Edgy Labs recently sat down with award-winning entrepreneur Tri Nguyen to discuss marketing trends and business development opportunities for 2017.
Co-Founder and Managing Partner of Marketer of the Year startup TKM Labs, Nguyen’s success personifies why Houston has all of the ingredients to be America’s next Startup Hub. We’ll be exploring why the “Space City” is positioned for Next-gen growth in our three-part collaboration with the Houston-based digital marketing entrepreneur.
Tri Nguyen is young, educated, talented and motivated.
And, it’s clear that his success is rooted in his ability to see a disconnect of information and leverage existing infrastructures to close the gap.
Since graduating the University of Houston Wolff Center for Entrepreneurship, the serial entrepreneur has co-founded five companies and already working on his sixth.
His most recent startup, TKM Labs, was just awarded the American Marketing Association Marketer of the Year for a platform that Nguyen developed in 28 hours. Just 2 weeks after launch, the experiment had acquired over 4,500 user signups, over 250 business leads, and a valuation of $250,000 in immediate revenue.
The Law of Accelerating Returns means that more data has been created in the past two years than in the entirety of human history.
Technology and iterations like the internet have decentralized established institutions (and even made some of them obsolete) by facilitating the access to virtually limitless sources of information.

## Exercise set:
A – Answer these questions from the Tri Nguyen profile:
(i) How many companies has Nguyen co-founded since graduating from the University of Houston Wolff Center for Entrepreneurship?
(ii) In how many hours did Nguyen develop the platform that won the Marketer of the Year award?
(iii) How many user signups did the experiment acquire two weeks after launch?
B – Write the next paragraph of the Tri Nguyen profile, following on from its final sentence.
The data that comes next has no connection to the Tri Nguyen profile.

## Dataset excerpts:
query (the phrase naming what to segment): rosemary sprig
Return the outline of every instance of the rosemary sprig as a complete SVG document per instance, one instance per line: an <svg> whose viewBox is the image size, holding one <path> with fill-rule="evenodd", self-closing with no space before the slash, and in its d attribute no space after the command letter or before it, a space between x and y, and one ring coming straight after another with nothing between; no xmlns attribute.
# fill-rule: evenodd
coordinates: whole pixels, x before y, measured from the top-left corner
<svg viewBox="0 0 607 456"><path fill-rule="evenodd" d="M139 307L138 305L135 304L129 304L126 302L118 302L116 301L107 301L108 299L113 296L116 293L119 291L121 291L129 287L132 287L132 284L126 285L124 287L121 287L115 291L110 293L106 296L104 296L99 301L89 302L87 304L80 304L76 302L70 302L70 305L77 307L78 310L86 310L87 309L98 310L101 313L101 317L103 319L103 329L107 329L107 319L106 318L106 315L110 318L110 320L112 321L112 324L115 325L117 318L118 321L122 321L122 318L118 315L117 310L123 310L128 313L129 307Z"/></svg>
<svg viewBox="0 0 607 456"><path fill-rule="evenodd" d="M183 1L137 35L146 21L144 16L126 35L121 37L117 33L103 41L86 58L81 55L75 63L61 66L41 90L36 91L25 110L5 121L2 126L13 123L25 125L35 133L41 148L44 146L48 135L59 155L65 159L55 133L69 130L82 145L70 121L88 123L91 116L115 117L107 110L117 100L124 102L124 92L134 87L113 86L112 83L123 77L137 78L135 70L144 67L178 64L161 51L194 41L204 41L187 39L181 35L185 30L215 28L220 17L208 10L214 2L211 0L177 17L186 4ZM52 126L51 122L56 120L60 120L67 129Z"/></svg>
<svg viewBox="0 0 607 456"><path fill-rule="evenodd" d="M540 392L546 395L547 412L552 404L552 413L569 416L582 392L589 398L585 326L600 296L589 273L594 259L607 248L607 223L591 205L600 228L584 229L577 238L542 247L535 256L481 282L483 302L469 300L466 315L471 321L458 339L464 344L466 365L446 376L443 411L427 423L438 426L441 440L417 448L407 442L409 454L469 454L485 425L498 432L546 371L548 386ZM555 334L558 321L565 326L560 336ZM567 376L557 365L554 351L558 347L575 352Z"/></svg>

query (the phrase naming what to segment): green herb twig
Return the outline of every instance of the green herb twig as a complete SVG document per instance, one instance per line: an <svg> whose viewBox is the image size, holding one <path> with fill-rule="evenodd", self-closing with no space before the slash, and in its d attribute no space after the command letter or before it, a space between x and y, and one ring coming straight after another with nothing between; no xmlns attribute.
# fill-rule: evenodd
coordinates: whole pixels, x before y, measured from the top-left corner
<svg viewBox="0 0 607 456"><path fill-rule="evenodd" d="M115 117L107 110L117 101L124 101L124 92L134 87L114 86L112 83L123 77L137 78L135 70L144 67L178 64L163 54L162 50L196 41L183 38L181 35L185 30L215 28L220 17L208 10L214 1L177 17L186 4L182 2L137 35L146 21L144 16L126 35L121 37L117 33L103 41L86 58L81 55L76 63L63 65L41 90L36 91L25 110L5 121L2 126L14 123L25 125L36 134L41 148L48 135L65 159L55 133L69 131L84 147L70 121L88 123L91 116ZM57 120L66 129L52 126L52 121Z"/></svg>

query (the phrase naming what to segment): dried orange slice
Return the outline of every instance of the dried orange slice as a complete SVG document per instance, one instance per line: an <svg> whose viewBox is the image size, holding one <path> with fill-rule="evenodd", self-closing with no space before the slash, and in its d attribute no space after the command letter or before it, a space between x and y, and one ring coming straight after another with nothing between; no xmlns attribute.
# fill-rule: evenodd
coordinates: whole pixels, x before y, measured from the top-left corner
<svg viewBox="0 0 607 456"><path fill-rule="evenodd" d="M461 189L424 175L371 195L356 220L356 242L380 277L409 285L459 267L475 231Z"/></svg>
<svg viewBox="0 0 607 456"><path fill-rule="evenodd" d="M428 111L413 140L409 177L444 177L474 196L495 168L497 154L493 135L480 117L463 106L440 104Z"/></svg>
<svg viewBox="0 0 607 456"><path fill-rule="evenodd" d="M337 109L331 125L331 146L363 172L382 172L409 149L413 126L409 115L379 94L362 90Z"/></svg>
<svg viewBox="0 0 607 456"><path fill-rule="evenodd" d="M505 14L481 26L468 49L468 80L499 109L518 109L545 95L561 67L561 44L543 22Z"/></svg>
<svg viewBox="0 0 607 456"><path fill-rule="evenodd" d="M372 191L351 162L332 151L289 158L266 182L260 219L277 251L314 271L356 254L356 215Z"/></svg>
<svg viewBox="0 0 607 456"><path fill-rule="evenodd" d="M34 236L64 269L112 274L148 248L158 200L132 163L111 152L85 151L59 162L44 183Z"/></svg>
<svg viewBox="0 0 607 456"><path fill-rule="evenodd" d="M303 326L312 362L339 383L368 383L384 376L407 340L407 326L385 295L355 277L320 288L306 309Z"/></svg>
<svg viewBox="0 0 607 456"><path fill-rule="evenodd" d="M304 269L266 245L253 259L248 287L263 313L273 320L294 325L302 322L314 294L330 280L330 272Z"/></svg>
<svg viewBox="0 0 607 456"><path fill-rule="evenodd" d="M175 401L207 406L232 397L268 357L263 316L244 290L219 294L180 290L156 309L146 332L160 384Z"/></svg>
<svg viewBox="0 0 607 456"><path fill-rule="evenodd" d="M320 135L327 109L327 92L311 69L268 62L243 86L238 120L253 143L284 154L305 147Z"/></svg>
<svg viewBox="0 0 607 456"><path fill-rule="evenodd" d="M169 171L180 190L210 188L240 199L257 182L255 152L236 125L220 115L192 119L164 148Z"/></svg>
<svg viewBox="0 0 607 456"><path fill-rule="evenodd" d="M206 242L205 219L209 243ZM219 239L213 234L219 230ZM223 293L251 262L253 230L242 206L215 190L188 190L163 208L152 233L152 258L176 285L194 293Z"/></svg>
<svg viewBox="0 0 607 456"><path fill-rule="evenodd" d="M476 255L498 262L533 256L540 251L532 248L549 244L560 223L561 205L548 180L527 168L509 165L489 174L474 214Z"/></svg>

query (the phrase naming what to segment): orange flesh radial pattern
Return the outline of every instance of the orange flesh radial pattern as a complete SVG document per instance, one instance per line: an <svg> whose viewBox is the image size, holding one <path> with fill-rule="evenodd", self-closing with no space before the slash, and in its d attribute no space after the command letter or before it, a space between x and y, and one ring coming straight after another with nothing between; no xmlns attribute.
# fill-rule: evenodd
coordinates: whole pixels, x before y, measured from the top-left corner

## Task results:
A –
(i) Five
(ii) 28 hours
(iii) Over 4,500

B –
With so much information out there and just as much talent, how do we go about organizing it to know what we have?
How can we make use of tools that we don’t even know we have?
Nguyen sees an enormous disconnect of information, and his style is using all of the resources at his disposal to mitigate it. His talent is seeing the potential for demand and building the technology to leverage it.
Lured into an Award-winning Lifestyle
When Nguyen sees the potential for demand, he is really recognizing where there is no platform to centralize that demand. He uses technology to use existing infrastructures to funnel that demand into one, user-friendly place.
“The question then became what if you could incentivize people to do certain things by giving them a reward, but using infrastructure that they already know, love and use regularly?”
While visiting Chicago to attend a VR event, Nguyen was floored by how intently everyone on the street was looking at their phones. They were trying to catch ‘em all, and walking just about anywhere to do so.
“It was the first time I’d even seen an app drive foot traffic like that,” says Nguyen. The Augmented Reality Pokémon GO phenomenon clearly presented a new opportunity for businesses to use lures as a marketing tool to boost revenue.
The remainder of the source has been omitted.